Exercise passage —
++++++
Your Biggest Source of Trouble and Anxiety (Part 4 of 4)
As we have covered in Parts 1-3, the greatest barrier to your success is not the economy, your work habits or your opportunities. Your greatest source of stress is not money or the weather or any physical thing.
The biggest source of business problems, career difficulties and personal stress is antisocial people-people who are devious, mean-spirited, cruel, hostile or negative. People who openly or secretly oppose you, cut you down and cause you trouble.
When you handle or disconnect from an antisocial person, you feel better. You relax. You succeed more than you fail. You have less to fight on your way to your goals.
The first four ways to identify an antisocial person were covered in Parts 1-3. All three parts are posted at our new website at www.tipsforsuccess.org/success-articles.htm. Here are two more ways to identify an antisocial person.
Antisocial Person's Friends, Family and Co-workers
While the antisocial will not change or improve his or her behavior, his or her associates can improve and succeed. Yet as long as they are connected to the antisocial, their improvement is temporary.
They get better and then get worse. They are happy and then depressed. Such people are on a roller coaster ride.
"Surrounding such a personality we find cowed or ill associates or friends who, when not driven actually insane, are yet behaving in a crippled manner in life, failing, not succeeding." -- L. Ron Hubbard
Like most people, you have good intentions and try to improve your life. Your statistics in life go up, life gets better.
But then you talk to an antisocial. He or she makes you feel like you are failing.
"Everyone will think you're egotistical if you buy that Mercedes."
"I'm sure that because you make more money than all of us, the IRS will audit you."
++++++
Provided records —
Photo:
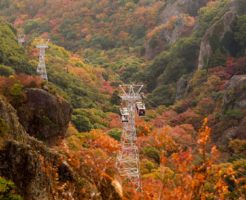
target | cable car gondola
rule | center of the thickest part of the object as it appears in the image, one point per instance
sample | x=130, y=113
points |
x=124, y=114
x=140, y=109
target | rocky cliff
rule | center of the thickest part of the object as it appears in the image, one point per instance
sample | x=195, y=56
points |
x=39, y=172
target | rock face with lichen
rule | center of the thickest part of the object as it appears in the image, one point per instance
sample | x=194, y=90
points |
x=39, y=172
x=173, y=25
x=217, y=30
x=44, y=115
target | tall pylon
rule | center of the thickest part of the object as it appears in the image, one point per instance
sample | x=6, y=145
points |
x=41, y=69
x=21, y=38
x=128, y=157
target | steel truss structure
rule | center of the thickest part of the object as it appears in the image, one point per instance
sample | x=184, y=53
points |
x=128, y=157
x=41, y=69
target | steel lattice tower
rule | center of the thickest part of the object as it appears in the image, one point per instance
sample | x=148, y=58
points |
x=41, y=69
x=128, y=157
x=21, y=39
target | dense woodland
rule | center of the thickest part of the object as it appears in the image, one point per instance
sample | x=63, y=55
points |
x=59, y=139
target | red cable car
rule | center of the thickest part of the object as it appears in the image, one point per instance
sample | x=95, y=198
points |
x=124, y=114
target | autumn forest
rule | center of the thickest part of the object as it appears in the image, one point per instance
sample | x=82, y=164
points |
x=66, y=123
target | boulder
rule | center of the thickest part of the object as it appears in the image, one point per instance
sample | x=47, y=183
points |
x=43, y=115
x=218, y=29
x=182, y=85
x=235, y=95
x=180, y=9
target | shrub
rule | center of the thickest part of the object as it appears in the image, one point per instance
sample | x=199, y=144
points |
x=152, y=153
x=6, y=71
x=3, y=127
x=7, y=190
x=81, y=122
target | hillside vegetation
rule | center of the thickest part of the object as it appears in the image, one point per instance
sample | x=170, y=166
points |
x=190, y=56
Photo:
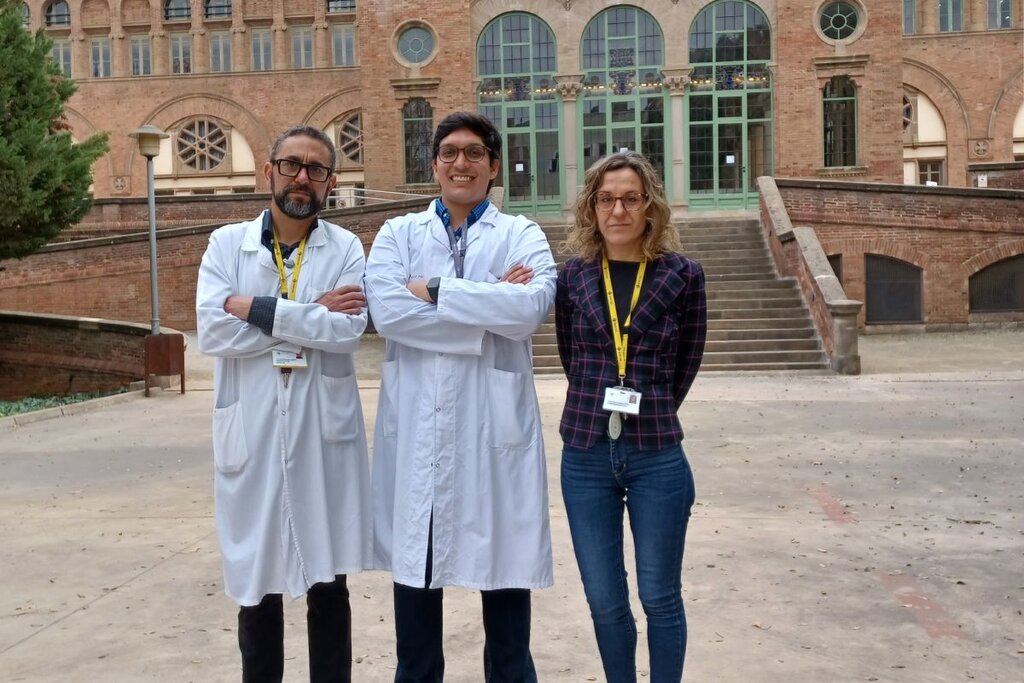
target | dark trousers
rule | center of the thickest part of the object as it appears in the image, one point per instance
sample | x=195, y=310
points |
x=329, y=621
x=418, y=623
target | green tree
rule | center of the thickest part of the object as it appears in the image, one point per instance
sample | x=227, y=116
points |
x=44, y=176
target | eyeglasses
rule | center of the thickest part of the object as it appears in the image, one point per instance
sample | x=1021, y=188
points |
x=473, y=153
x=632, y=201
x=291, y=168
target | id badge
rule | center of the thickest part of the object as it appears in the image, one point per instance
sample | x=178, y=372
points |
x=289, y=359
x=622, y=399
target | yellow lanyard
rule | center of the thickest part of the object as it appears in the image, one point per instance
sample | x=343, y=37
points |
x=285, y=291
x=621, y=340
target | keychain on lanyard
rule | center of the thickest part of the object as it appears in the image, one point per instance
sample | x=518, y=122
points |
x=286, y=291
x=619, y=399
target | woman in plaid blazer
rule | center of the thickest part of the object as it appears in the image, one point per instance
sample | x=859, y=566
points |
x=621, y=431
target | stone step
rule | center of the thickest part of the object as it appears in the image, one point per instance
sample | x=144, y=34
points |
x=748, y=357
x=759, y=323
x=811, y=368
x=719, y=252
x=787, y=334
x=738, y=345
x=758, y=313
x=791, y=302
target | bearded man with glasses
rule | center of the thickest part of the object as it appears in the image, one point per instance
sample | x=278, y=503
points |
x=460, y=480
x=279, y=303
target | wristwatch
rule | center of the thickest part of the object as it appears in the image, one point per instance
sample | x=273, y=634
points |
x=432, y=286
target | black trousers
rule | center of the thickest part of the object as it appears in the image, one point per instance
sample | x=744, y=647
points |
x=329, y=621
x=419, y=622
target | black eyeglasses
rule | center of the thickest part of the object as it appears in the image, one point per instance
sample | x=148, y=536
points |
x=605, y=202
x=473, y=153
x=291, y=168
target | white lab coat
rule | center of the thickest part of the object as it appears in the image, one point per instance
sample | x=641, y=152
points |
x=458, y=430
x=291, y=482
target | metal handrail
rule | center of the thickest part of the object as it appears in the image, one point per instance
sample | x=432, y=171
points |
x=350, y=197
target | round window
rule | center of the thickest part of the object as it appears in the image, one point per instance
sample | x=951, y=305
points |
x=202, y=144
x=416, y=44
x=839, y=20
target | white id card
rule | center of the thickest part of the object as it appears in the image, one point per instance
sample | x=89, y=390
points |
x=622, y=399
x=289, y=359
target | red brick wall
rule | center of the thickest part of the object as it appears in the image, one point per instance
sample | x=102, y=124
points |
x=47, y=355
x=110, y=276
x=948, y=232
x=1003, y=176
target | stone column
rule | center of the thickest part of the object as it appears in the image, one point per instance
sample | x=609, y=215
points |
x=568, y=87
x=677, y=80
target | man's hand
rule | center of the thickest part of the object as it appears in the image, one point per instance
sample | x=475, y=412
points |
x=518, y=274
x=239, y=306
x=419, y=288
x=346, y=299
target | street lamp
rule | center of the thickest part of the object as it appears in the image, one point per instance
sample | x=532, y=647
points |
x=148, y=137
x=164, y=353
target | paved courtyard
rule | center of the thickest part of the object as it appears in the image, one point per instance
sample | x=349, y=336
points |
x=847, y=528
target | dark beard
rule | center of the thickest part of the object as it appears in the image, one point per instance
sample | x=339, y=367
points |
x=296, y=208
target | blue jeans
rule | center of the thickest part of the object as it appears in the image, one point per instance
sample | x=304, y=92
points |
x=656, y=487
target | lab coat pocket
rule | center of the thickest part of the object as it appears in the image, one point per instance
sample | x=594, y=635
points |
x=388, y=415
x=511, y=416
x=229, y=447
x=339, y=409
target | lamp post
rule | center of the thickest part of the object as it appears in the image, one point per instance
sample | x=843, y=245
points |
x=148, y=137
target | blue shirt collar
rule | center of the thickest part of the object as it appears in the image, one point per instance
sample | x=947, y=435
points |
x=474, y=215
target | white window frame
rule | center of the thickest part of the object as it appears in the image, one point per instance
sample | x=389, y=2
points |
x=302, y=47
x=141, y=55
x=343, y=46
x=179, y=45
x=220, y=51
x=61, y=54
x=262, y=49
x=99, y=57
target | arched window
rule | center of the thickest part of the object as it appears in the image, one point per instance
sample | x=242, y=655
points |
x=515, y=60
x=201, y=144
x=177, y=9
x=57, y=13
x=623, y=100
x=893, y=290
x=418, y=129
x=839, y=101
x=350, y=140
x=217, y=9
x=998, y=288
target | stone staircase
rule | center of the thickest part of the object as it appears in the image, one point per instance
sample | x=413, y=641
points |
x=756, y=321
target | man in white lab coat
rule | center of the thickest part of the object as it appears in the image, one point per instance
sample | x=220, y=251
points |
x=279, y=303
x=460, y=483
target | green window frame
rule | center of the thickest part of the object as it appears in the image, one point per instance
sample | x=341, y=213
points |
x=418, y=130
x=839, y=104
x=950, y=15
x=624, y=103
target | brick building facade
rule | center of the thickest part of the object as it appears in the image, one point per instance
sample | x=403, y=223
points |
x=718, y=92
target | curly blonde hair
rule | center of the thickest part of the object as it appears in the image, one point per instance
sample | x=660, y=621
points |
x=585, y=240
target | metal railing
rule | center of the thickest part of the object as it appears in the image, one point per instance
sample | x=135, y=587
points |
x=345, y=197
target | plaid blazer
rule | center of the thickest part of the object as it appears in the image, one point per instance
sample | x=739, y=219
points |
x=666, y=344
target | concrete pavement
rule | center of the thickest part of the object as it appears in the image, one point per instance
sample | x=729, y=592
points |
x=847, y=528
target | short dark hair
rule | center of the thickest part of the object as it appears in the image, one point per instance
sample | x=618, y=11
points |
x=478, y=124
x=307, y=131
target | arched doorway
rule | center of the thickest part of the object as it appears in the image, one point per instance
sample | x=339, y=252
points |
x=729, y=105
x=624, y=103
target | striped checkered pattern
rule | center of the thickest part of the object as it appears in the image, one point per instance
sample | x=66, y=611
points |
x=666, y=344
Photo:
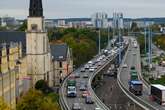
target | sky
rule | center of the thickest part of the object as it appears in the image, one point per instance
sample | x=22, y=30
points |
x=85, y=8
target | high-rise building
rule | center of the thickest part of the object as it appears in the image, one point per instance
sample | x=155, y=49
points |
x=100, y=20
x=118, y=20
x=37, y=44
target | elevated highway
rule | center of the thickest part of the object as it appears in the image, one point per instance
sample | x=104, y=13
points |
x=67, y=102
x=132, y=58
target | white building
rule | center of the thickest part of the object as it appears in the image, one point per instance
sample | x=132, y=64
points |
x=118, y=21
x=100, y=20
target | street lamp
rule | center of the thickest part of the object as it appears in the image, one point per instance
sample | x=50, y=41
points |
x=99, y=35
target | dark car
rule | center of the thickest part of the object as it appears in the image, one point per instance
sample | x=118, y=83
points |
x=76, y=106
x=77, y=75
x=82, y=69
x=89, y=100
x=83, y=87
x=85, y=75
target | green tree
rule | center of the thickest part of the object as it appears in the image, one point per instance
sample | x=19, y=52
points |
x=23, y=27
x=43, y=86
x=134, y=27
x=3, y=105
x=36, y=100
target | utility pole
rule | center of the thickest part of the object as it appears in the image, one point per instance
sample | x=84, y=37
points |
x=99, y=42
x=119, y=45
x=145, y=38
x=109, y=43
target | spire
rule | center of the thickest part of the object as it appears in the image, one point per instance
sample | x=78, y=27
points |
x=35, y=9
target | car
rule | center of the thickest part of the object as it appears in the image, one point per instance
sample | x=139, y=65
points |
x=85, y=94
x=97, y=108
x=132, y=67
x=82, y=70
x=77, y=75
x=125, y=65
x=90, y=62
x=85, y=75
x=89, y=100
x=76, y=106
x=83, y=87
x=91, y=69
x=133, y=53
x=86, y=66
x=99, y=64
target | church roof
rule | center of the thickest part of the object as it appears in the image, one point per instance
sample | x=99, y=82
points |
x=59, y=51
x=35, y=9
x=12, y=36
x=7, y=37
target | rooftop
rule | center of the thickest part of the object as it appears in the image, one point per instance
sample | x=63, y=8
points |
x=161, y=87
x=59, y=51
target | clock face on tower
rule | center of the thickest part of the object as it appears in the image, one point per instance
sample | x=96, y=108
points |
x=35, y=9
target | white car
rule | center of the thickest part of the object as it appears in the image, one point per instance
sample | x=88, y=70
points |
x=91, y=69
x=125, y=65
x=90, y=62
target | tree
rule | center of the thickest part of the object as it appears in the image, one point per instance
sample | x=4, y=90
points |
x=43, y=86
x=35, y=100
x=23, y=27
x=134, y=27
x=3, y=105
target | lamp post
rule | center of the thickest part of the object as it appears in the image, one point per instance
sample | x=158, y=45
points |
x=109, y=43
x=99, y=38
x=99, y=42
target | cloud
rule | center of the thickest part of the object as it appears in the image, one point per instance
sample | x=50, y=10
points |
x=84, y=8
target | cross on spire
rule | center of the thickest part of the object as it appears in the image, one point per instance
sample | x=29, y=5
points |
x=35, y=9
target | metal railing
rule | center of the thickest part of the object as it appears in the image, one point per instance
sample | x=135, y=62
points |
x=63, y=102
x=134, y=98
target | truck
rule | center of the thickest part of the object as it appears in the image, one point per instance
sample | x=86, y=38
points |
x=157, y=93
x=71, y=82
x=71, y=88
x=133, y=75
x=71, y=91
x=136, y=87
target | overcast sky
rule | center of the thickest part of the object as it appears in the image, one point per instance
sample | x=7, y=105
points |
x=85, y=8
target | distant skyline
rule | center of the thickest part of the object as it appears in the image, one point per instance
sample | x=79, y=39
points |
x=85, y=8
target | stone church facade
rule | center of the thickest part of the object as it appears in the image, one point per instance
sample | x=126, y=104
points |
x=31, y=58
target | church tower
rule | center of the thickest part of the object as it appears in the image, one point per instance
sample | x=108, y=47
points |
x=37, y=44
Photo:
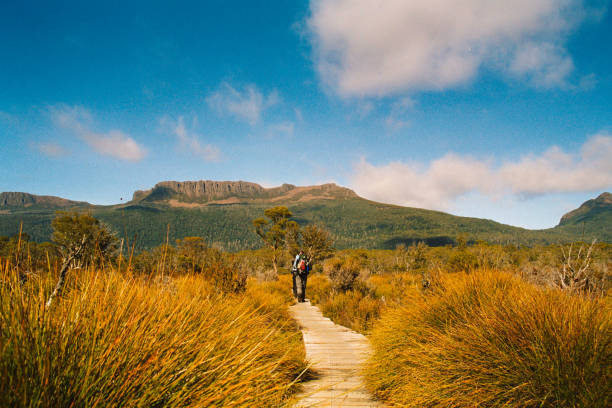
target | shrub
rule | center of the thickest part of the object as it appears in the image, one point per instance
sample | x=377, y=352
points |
x=491, y=340
x=343, y=272
x=112, y=340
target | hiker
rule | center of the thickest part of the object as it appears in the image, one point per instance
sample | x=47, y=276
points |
x=299, y=271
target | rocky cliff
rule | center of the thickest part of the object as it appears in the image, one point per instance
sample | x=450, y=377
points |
x=208, y=191
x=26, y=200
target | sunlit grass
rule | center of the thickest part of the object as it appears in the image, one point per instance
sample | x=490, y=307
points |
x=489, y=339
x=116, y=340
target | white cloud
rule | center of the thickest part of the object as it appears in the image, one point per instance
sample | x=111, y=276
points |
x=114, y=143
x=51, y=149
x=190, y=141
x=396, y=119
x=281, y=129
x=438, y=184
x=374, y=48
x=248, y=104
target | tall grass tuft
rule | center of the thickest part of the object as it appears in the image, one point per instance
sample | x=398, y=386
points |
x=490, y=339
x=113, y=340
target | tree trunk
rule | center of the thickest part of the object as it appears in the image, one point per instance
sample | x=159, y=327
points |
x=73, y=253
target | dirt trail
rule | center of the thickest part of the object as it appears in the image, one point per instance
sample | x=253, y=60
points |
x=336, y=354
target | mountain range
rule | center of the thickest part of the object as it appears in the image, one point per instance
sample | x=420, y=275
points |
x=222, y=211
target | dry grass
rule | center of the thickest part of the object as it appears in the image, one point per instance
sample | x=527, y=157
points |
x=357, y=308
x=113, y=340
x=489, y=339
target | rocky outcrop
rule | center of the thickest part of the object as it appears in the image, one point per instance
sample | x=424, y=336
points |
x=206, y=191
x=604, y=200
x=17, y=200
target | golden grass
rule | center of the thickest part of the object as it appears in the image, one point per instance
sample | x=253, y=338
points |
x=356, y=308
x=489, y=339
x=113, y=340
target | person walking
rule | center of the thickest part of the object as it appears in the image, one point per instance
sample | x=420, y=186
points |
x=299, y=272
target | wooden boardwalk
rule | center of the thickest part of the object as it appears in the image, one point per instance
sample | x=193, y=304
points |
x=336, y=354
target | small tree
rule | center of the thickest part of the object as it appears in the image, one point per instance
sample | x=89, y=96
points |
x=273, y=230
x=94, y=241
x=317, y=243
x=81, y=239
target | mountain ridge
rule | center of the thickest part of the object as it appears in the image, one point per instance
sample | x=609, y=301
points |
x=15, y=199
x=210, y=191
x=603, y=200
x=222, y=211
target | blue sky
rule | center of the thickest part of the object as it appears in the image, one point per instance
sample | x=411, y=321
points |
x=473, y=107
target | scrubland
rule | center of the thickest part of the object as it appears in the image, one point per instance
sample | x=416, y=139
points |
x=189, y=325
x=118, y=339
x=463, y=336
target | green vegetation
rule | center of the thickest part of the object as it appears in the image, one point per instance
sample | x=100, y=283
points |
++++++
Tasks —
a - In the article on antisocial people, what does the text name as the biggest source of business problems, career difficulties and personal stress?
b - List every adjective the article on antisocial people uses to describe such people when it first defines them.
c - Retype the part of the article on antisocial people starting with "The first four" and going on through "roller coaster ride.".

Numbered responses —
a - Antisocial people: people who are devious, mean-spirited, cruel, hostile or negative.

b - devious, mean-spirited, cruel, hostile, negative

c -
The first four ways to identify an antisocial person were covered in Parts 1-3. All three parts are posted at our new website at www.tipsforsuccess.org/success-articles.htm. Here are two more ways to identify an antisocial person.
Antisocial Person's Friends, Family and Co-workers
While the antisocial will not change or improve his or her behavior, his or her associates can improve and succeed. Yet as long as they are connected to the antisocial, their improvement is temporary.
They get better and then get worse. They are happy and then depressed. Such people are on a roller coaster ride.